A: You apply through a bank, credit union, or specialized lending institution. The lender evaluates your income, net worth, credit history, and existing debts. Most lenders require that the borrowed funds be invested in approved, income-producing securities. Your financial advisor can coordinate with the lender to ensure the loan structure aligns with your tax strategy.
Q: Is the interest on an investment loan tax-deductible?
A: Yes, provided the borrowed funds are used to invest in assets with a reasonable expectation of earning income (such as dividends or interest). The CRA does not consider capital gains alone to satisfy this requirement. Maintaining clear documentation linking the loan to qualifying investments is essential.
Q: Should I borrow personally or through my corporation to invest?
A: It depends on your marginal tax rate, corporate passive income levels, and long-term goals. Personal borrowing offers a higher-rate interest deduction. Corporate borrowing may be simpler but can trigger passive income clawback issues. An advisor who understands corporate tax planning for healthcare professionals can model both scenarios for your specific numbers.
Q: How much can I borrow for an investment loan?
A: Loan amounts depend on your income, net worth, and the lender's criteria. Some lenders offer up to 3:1 leverage (borrowing three times your invested amount), though more conservative ratios are common. Healthcare professionals in Ontario and BC with stable practice income and strong net worth typically qualify for larger amounts.
Q: What happens if my leveraged investments lose money?
A: You still owe the full loan balance plus interest, regardless of investment performance. The interest remains deductible as long as the investments are held. Selling at a loss crystallizes the loss but also generates a capital loss that can be used to offset capital gains in the current or future years. This is why leveraged investing requires a long time horizon and strong cash flow.
Q: Is leveraged investing too risky for healthcare professionals?
A: It depends on the individual. A mid-career incorporated chiropractor in Victoria with stable income, maximized registered accounts, and a long time horizon may find it a sound strategy. A newly licensed RMT in Brampton with student debt and variable income should avoid it entirely. The strategy is not inherently too risky; it is too risky for the wrong person at the wrong time. A free assessment can clarify where you stand.

REQUIRED TASKS:
A. Quote the investment loan FAQ word for word, starting with "Q: How much" and going on through "strong cash flow.".
B. Answer these questions using the investment loan FAQ:
(i) What leverage ratio do some lenders offer?
(ii) According to the CRA, what does not satisfy the income-earning requirement on its own?
(iii) What issues can corporate borrowing trigger?

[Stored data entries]
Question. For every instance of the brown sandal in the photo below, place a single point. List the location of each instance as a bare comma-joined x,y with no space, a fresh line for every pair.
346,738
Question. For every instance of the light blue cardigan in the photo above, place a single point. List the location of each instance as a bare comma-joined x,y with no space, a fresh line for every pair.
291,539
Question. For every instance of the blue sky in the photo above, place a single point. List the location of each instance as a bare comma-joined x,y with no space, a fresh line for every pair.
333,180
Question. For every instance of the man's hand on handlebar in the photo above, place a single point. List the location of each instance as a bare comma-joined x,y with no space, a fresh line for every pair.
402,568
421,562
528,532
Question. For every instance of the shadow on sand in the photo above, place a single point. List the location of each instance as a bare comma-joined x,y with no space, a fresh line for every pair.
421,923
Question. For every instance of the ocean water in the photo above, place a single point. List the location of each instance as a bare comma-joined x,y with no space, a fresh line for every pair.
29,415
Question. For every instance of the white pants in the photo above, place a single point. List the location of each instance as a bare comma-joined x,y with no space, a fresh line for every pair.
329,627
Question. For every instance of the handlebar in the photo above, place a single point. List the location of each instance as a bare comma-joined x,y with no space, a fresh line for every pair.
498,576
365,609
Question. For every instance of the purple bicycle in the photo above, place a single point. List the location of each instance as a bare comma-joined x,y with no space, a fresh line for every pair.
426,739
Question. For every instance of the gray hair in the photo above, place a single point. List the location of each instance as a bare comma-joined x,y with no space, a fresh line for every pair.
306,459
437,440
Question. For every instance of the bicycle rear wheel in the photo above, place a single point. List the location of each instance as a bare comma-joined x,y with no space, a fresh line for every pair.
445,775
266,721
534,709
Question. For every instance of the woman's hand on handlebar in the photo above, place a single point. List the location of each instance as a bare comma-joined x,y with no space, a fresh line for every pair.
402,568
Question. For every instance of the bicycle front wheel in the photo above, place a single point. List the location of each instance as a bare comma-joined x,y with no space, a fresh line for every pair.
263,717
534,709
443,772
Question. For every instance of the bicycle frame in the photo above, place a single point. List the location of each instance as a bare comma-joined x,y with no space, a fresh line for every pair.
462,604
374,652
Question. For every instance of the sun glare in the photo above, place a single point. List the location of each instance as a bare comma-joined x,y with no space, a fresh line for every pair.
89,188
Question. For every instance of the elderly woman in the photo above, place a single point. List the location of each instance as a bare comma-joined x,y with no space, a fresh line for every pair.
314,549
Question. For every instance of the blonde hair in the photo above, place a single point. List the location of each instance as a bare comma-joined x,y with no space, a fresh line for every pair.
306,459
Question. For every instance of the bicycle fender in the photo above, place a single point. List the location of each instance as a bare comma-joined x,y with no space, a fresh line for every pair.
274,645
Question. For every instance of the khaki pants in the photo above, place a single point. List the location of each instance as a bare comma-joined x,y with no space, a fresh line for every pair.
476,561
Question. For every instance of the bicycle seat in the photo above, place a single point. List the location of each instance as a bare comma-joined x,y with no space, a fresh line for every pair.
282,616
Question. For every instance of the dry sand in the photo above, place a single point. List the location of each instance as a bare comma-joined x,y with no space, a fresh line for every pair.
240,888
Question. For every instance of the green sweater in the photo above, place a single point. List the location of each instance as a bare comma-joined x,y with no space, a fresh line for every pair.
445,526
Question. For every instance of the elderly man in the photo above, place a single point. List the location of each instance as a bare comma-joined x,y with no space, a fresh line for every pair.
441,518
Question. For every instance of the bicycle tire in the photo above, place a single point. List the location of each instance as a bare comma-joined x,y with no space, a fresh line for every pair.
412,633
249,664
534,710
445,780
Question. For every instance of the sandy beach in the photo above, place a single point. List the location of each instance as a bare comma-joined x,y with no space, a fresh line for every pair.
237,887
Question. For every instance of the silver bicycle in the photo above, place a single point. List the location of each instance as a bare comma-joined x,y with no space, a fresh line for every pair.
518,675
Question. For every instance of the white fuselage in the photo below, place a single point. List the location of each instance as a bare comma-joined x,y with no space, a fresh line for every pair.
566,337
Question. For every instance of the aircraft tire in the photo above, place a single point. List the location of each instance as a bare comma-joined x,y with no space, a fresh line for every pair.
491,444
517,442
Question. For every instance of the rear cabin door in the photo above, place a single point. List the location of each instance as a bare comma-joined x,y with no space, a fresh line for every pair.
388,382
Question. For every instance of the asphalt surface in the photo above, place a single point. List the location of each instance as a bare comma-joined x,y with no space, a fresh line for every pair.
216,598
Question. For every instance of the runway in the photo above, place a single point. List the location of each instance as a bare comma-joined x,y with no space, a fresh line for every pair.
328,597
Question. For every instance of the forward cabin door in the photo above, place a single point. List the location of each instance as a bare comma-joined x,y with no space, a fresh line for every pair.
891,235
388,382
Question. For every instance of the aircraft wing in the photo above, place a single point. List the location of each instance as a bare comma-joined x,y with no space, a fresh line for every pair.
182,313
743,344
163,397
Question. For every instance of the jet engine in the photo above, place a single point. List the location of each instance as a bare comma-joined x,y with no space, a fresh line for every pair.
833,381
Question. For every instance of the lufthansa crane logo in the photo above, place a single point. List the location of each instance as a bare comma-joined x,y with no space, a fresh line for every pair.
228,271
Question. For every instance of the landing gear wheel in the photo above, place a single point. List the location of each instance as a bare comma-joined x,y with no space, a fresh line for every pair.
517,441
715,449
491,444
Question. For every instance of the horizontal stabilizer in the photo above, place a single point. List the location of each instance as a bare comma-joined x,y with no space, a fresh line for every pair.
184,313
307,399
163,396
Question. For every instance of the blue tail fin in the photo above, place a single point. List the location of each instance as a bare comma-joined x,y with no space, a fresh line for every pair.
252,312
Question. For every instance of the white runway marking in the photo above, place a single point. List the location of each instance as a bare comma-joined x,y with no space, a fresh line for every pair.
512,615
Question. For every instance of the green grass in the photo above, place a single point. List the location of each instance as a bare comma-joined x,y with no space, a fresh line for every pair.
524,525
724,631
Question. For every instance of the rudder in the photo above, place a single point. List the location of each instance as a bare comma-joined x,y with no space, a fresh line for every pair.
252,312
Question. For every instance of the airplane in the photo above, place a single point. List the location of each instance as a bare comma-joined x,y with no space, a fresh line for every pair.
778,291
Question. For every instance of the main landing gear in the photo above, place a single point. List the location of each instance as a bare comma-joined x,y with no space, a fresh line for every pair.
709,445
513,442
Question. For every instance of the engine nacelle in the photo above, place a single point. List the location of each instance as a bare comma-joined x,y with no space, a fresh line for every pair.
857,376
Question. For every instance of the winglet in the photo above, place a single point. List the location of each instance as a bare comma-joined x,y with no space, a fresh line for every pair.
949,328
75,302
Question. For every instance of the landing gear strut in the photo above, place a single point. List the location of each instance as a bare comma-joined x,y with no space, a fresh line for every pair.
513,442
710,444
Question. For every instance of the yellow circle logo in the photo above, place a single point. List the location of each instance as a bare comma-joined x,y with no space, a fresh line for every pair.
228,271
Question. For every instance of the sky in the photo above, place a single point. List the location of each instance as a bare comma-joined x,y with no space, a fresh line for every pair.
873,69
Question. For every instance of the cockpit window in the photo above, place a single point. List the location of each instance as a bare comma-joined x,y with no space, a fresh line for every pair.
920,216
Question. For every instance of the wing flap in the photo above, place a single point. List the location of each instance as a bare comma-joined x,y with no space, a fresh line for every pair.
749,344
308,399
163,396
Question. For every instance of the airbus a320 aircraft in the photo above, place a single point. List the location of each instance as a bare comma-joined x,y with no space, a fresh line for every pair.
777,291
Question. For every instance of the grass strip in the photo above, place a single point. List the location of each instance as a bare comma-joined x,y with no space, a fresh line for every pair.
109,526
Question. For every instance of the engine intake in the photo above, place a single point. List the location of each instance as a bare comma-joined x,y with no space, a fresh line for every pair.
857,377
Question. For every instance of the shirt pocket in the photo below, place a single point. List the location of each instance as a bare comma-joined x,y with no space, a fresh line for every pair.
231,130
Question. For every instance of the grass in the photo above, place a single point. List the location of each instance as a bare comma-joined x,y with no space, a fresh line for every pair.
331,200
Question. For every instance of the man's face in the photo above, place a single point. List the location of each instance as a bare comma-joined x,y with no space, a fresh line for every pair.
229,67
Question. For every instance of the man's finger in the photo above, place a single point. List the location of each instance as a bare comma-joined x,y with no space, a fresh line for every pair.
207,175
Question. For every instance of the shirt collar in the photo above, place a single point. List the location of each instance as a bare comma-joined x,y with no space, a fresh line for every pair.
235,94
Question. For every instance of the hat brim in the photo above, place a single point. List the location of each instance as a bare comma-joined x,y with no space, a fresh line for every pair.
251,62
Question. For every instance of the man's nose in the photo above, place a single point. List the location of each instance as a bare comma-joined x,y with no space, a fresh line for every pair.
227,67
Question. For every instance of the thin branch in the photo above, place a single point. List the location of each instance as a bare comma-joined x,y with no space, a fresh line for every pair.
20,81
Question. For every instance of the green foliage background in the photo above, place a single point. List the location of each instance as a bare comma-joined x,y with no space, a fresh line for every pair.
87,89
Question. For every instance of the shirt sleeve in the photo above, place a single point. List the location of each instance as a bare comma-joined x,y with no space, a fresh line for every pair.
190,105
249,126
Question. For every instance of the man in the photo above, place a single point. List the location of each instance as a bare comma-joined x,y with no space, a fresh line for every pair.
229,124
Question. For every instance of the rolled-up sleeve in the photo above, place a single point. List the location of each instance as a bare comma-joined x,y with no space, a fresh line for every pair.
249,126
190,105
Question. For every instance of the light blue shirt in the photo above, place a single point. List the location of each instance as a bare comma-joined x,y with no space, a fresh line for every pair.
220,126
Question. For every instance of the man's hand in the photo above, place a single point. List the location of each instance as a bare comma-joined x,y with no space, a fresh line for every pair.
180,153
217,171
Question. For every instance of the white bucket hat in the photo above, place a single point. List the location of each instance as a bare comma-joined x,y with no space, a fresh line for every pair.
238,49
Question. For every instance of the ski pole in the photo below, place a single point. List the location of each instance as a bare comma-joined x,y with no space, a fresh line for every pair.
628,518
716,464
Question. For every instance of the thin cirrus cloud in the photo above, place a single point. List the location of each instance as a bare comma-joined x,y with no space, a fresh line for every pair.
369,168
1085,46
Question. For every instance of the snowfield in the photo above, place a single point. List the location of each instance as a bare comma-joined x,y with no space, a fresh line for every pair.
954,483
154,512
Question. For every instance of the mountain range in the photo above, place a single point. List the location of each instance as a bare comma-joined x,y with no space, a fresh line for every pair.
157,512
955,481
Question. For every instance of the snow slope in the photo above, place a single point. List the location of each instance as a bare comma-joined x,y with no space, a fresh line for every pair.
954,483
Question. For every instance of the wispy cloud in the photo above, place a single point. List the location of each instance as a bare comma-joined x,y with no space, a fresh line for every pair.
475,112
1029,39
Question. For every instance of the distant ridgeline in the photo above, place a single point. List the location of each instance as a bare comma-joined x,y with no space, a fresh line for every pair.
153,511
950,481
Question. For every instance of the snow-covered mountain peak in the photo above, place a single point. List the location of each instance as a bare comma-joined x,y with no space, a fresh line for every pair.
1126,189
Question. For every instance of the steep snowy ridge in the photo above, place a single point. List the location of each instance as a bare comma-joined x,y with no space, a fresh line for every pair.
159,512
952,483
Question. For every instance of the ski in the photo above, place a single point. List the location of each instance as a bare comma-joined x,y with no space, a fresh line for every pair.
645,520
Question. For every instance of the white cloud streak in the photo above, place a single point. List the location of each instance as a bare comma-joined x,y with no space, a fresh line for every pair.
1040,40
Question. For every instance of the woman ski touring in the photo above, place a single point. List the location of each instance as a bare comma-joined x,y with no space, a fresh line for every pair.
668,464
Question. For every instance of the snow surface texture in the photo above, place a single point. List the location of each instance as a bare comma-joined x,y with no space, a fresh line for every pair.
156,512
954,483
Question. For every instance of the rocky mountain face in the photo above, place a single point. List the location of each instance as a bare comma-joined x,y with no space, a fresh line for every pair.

SOLUTIONS TO THE PROBLEMS:
A.
Q: How much can I borrow for an investment loan?
A: Loan amounts depend on your income, net worth, and the lender's criteria. Some lenders offer up to 3:1 leverage (borrowing three times your invested amount), though more conservative ratios are common. Healthcare professionals in Ontario and BC with stable practice income and strong net worth typically qualify for larger amounts.
Q: What happens if my leveraged investments lose money?
A: You still owe the full loan balance plus interest, regardless of investment performance. The interest remains deductible as long as the investments are held. Selling at a loss crystallizes the loss but also generates a capital loss that can be used to offset capital gains in the current or future years. This is why leveraged investing requires a long time horizon and strong cash flow.

B.
(i) Up to 3:1, meaning borrowing three times your invested amount.
(ii) Capital gains alone.
(iii) Passive income clawback issues.